Rewrite the material below, changing every "single marker" to "single dot" and leaving everything else as it is.
[start of ITEMS]
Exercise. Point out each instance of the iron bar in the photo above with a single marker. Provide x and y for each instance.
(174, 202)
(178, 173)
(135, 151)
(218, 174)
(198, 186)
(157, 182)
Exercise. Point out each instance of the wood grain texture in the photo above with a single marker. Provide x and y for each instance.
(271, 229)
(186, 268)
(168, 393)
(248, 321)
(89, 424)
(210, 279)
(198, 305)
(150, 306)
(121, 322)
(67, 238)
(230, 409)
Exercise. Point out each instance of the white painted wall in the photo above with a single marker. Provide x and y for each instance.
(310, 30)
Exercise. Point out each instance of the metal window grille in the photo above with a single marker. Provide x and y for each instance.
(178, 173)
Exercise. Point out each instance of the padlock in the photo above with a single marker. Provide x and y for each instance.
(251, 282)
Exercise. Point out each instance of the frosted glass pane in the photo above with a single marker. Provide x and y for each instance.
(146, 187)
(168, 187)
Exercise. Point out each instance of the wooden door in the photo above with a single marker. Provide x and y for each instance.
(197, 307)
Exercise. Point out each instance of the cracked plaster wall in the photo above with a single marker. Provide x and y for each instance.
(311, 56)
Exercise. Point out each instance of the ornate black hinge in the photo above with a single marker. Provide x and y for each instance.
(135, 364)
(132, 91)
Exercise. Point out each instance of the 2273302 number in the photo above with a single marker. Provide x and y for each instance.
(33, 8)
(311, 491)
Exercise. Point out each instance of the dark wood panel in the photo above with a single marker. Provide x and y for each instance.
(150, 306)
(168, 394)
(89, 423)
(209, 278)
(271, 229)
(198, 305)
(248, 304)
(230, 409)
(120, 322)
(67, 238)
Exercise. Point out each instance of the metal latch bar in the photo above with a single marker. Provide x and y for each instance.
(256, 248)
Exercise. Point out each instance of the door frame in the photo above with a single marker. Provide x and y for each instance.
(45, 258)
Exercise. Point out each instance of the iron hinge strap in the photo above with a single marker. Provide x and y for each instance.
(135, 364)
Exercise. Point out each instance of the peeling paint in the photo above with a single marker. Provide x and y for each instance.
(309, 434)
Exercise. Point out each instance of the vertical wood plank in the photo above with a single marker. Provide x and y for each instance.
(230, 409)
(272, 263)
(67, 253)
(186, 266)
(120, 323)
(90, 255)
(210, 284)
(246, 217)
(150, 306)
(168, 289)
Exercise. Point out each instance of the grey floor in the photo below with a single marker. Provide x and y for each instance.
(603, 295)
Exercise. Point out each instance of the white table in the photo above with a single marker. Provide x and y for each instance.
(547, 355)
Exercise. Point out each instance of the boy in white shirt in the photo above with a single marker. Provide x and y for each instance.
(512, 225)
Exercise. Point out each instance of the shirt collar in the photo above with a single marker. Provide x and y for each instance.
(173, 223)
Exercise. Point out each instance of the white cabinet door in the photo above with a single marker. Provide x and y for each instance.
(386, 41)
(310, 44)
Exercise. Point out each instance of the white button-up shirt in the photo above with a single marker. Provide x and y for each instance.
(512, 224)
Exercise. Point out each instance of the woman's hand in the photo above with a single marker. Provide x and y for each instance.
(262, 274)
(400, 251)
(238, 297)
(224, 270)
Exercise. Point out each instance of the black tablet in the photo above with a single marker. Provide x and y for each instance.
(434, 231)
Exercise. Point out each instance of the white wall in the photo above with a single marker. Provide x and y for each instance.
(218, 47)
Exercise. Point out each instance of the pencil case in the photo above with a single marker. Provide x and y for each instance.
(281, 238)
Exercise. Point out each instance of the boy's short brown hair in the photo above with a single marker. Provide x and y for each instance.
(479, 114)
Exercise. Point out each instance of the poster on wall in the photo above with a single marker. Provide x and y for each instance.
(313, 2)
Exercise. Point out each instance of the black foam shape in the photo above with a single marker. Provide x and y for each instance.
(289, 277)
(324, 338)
[end of ITEMS]
> **RESULT OF THE EXERCISE**:
Exercise. Point out each instance of the iron bar in the photo above with a single dot. Provide x and y for each instance.
(174, 202)
(178, 173)
(135, 151)
(218, 174)
(198, 186)
(157, 182)
Exercise. Point out each instance of the wood grain texture in the photo above with a single dot. Provide x and y for each instance.
(271, 229)
(186, 268)
(168, 393)
(248, 321)
(89, 424)
(210, 279)
(198, 305)
(150, 306)
(121, 322)
(67, 238)
(230, 409)
Exercise. Point out each instance of the white painted wall in the photo above with a single dot. Provide x and y for each instance.
(310, 30)
Exercise. Point out each instance of the metal window grille in the photo above with a single dot. Provide x and y for each instance.
(178, 173)
Exercise. Point out each instance of the padlock in the photo above with a single dot. Provide x and y for each instance.
(251, 282)
Exercise. Point out each instance of the frosted glass pane in the photo above with a single dot. Provide x and y for each instance.
(146, 187)
(168, 187)
Exercise. Point out each instance of the wooden door in the photo above with a single dot. Provide x and y for each instance.
(197, 307)
Exercise. Point out each instance of the cracked plaster wall in the photo above with a single dot. Provide x and y for each instance.
(311, 56)
Exercise. Point out each instance of the ornate black hinge in the photo above with a single dot. Provide x and y for each instance.
(135, 364)
(132, 91)
Exercise. Point out each instance of the 2273302 number in the photo above with a single dot. Provide x and y for each instance.
(33, 8)
(311, 491)
Exercise. Point out each instance of the dark wood panel in the photo above with a single dot. Provide x and y for each instance.
(150, 306)
(168, 394)
(89, 423)
(209, 278)
(271, 229)
(198, 305)
(248, 304)
(230, 409)
(120, 322)
(67, 238)
Exercise. Point out each instance of the metal latch bar in the photo above with a single dot. Provide x and y for each instance.
(256, 248)
Exercise. Point out each instance of the door frame in the photo above with a single dot. Provide x and y for each instance.
(45, 258)
Exercise. Point out each instance of the iron hinge strap in the photo above with a single dot. Provide x and y for each instance.
(135, 364)
Exercise. Point out each instance of the peeling paint in the photo above with a single dot. Provide x and y for each instance.
(309, 434)
Exercise. Point out each instance of the vertical wood plank in the photo above with a single dot. Provide x and y for each instance.
(230, 409)
(272, 263)
(67, 253)
(186, 266)
(120, 323)
(90, 255)
(210, 284)
(246, 217)
(150, 306)
(168, 289)
Exercise. Point out each instance of the grey floor in the photo below with a single dot. Provide x and y for each instance.
(603, 295)
Exercise. Point out each instance of the white table in the photo above with a single dot. Provide x and y for each instance.
(547, 355)
Exercise. Point out each instance of the boy in white shirt in the photo above with a single dot. Provide x and y for each instance.
(512, 225)
Exercise. Point out each instance of the shirt collar in the photo above with a single dot. Provide x and y for each instance.
(173, 223)
Exercise. Point out each instance of the white cabinet door in the photo above with a single dot. Provide x and y for each instance.
(386, 41)
(310, 44)
Exercise. Point out each instance of the white button-up shirt in the photo above with a single dot. Provide x and y for each instance.
(512, 224)
Exercise. Point out each instance of the woman's hand in the photo above with a single dot. Provide x and y for each instance.
(262, 274)
(400, 251)
(238, 297)
(224, 270)
Exercise. Point out each instance of the black tablet in the photo above with a single dot. Provide x and y for each instance.
(434, 231)
Exercise. Point out each instance of the white wall in the photo above with a single dot. Provide x and y for each instance.
(218, 47)
Exercise. Point out each instance of the pencil case in the photo above with a single dot. Provide x and y for each instance.
(281, 238)
Exercise. Point out each instance of the boy's short brown hair in the photo above with a single dot. Provide x and y for each instance.
(479, 114)
Exercise. Point out each instance of the poster on wall in the photo above with a single dot. Provide x and y for each instance.
(313, 2)
Exercise. Point out each instance of the black foam shape in the photo above with a single dot. Provide x and y for each instance.
(289, 277)
(324, 338)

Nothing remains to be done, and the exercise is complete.